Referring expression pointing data
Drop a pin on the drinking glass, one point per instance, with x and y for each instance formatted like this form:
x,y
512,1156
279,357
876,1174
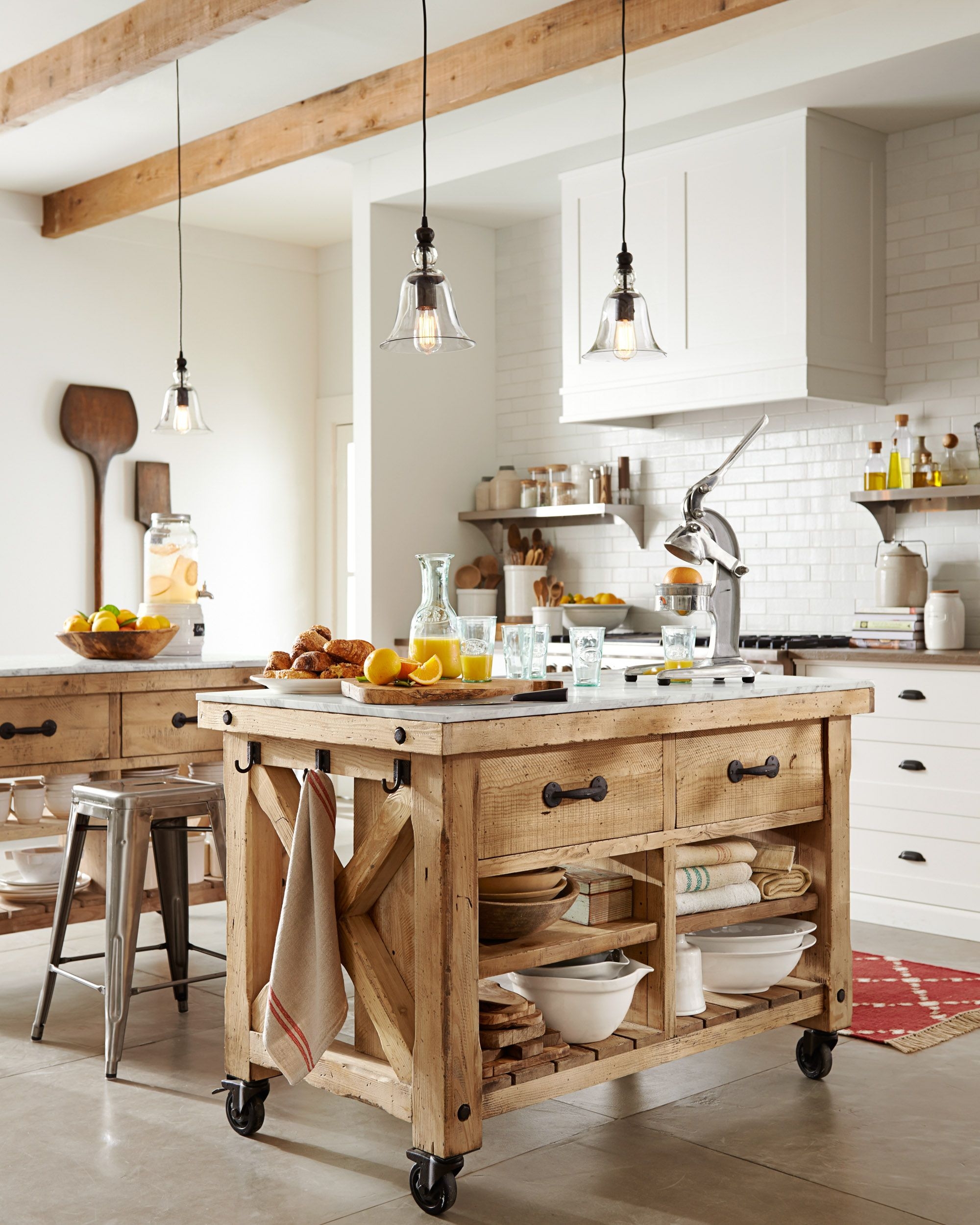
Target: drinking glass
x,y
679,646
587,653
477,647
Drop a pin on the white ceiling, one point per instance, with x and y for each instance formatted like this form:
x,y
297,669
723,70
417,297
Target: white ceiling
x,y
887,64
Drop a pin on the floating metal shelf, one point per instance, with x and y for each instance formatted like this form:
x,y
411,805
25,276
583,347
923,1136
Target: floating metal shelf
x,y
886,504
582,514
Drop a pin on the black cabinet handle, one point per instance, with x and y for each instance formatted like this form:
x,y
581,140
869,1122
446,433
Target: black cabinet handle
x,y
8,732
736,772
597,790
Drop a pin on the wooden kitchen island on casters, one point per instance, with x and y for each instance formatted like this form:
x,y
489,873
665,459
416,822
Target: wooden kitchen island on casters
x,y
407,901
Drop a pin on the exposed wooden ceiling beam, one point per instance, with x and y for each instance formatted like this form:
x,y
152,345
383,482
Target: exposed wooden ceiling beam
x,y
122,48
574,36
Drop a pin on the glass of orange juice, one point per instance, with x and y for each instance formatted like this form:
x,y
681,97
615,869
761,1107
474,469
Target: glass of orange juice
x,y
477,636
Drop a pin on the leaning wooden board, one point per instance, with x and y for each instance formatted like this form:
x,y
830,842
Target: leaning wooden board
x,y
442,691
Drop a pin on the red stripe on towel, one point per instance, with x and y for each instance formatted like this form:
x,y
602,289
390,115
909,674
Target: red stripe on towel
x,y
291,1029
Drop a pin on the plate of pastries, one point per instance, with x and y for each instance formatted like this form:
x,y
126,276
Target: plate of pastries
x,y
317,663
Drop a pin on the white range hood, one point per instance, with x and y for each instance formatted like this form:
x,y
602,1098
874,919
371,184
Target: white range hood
x,y
761,254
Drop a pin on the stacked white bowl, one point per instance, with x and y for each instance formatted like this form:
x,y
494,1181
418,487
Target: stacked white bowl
x,y
59,788
749,957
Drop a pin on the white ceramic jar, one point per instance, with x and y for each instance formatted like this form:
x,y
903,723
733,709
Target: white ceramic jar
x,y
945,621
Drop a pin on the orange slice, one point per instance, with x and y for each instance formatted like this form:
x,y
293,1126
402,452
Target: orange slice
x,y
429,673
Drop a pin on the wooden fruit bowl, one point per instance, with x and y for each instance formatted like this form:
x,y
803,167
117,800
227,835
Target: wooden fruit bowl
x,y
511,920
121,645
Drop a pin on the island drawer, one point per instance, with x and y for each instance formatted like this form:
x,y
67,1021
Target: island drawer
x,y
513,816
148,724
706,787
54,729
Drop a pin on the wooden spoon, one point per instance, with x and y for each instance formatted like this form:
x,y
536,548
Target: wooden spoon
x,y
101,423
468,577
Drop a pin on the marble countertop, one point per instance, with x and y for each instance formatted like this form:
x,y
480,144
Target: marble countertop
x,y
614,694
68,664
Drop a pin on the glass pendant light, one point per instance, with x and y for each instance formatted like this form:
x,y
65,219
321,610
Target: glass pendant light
x,y
182,411
625,324
427,320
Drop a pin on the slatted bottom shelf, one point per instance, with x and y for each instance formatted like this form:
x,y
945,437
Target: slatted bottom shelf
x,y
635,1048
91,905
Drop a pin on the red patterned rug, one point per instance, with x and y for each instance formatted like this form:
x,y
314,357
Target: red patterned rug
x,y
912,1006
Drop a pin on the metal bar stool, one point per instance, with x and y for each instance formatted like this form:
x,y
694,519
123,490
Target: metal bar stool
x,y
131,812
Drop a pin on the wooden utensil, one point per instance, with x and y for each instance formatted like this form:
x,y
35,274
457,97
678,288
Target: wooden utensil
x,y
101,423
152,490
468,577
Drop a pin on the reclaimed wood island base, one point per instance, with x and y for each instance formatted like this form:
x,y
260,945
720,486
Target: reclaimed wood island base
x,y
474,777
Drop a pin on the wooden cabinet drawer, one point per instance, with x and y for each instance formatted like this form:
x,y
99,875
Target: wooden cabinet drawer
x,y
513,816
81,729
706,793
148,724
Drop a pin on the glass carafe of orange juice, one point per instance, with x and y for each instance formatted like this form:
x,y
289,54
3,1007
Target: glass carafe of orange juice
x,y
434,628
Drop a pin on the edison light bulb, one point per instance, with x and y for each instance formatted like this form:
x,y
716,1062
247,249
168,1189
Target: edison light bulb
x,y
624,343
428,337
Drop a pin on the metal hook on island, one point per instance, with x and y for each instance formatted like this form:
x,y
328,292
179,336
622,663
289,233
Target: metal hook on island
x,y
402,776
254,758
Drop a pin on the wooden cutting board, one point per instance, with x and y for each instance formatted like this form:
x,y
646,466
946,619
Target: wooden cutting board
x,y
442,691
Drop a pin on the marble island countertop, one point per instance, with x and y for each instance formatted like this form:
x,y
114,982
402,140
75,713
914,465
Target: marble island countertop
x,y
614,694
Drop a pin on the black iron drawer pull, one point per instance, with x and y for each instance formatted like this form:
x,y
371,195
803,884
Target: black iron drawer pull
x,y
8,732
597,790
736,772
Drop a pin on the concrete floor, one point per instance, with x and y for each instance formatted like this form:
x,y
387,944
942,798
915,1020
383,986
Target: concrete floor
x,y
732,1137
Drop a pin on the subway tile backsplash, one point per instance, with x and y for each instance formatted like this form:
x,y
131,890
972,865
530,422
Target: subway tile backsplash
x,y
809,548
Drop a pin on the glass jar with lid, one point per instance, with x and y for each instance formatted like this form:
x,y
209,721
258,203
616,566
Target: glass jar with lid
x,y
171,560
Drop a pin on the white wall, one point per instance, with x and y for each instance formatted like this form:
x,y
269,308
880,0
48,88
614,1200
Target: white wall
x,y
101,308
424,428
810,550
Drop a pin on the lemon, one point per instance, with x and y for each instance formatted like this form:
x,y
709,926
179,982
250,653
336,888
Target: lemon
x,y
383,667
429,673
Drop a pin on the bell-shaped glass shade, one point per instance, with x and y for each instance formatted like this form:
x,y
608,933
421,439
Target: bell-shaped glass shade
x,y
182,411
427,318
625,325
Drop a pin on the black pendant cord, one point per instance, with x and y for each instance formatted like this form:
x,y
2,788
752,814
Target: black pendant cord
x,y
179,223
623,146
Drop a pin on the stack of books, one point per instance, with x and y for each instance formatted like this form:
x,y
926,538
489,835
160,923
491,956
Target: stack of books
x,y
900,629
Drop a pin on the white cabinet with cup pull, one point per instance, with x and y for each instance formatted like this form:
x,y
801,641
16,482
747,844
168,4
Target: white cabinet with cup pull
x,y
915,797
761,254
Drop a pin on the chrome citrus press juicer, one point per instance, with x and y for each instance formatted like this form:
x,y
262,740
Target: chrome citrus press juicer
x,y
709,537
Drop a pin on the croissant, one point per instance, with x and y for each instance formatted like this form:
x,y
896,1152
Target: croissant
x,y
349,651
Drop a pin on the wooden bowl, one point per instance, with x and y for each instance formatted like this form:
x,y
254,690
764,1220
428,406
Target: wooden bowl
x,y
522,882
511,920
121,645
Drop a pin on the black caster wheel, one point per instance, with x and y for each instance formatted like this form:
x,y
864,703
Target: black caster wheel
x,y
250,1120
814,1057
439,1200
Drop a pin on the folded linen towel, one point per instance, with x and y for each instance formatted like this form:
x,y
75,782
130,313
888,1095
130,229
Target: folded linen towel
x,y
783,885
307,1001
773,858
712,876
718,900
728,851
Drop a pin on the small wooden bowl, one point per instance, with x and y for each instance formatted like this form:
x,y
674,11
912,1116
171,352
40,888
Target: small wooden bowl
x,y
121,645
511,920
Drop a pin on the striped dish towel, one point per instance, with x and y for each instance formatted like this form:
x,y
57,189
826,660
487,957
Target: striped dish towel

→ **Task directions**: Filter the entries above and copy only the lines that hold "dish".

→ **Task solution**:
Drop a pin on the striped dish towel, one point per instance, with x and y for each instance formatted like this form:
Target: striped dish towel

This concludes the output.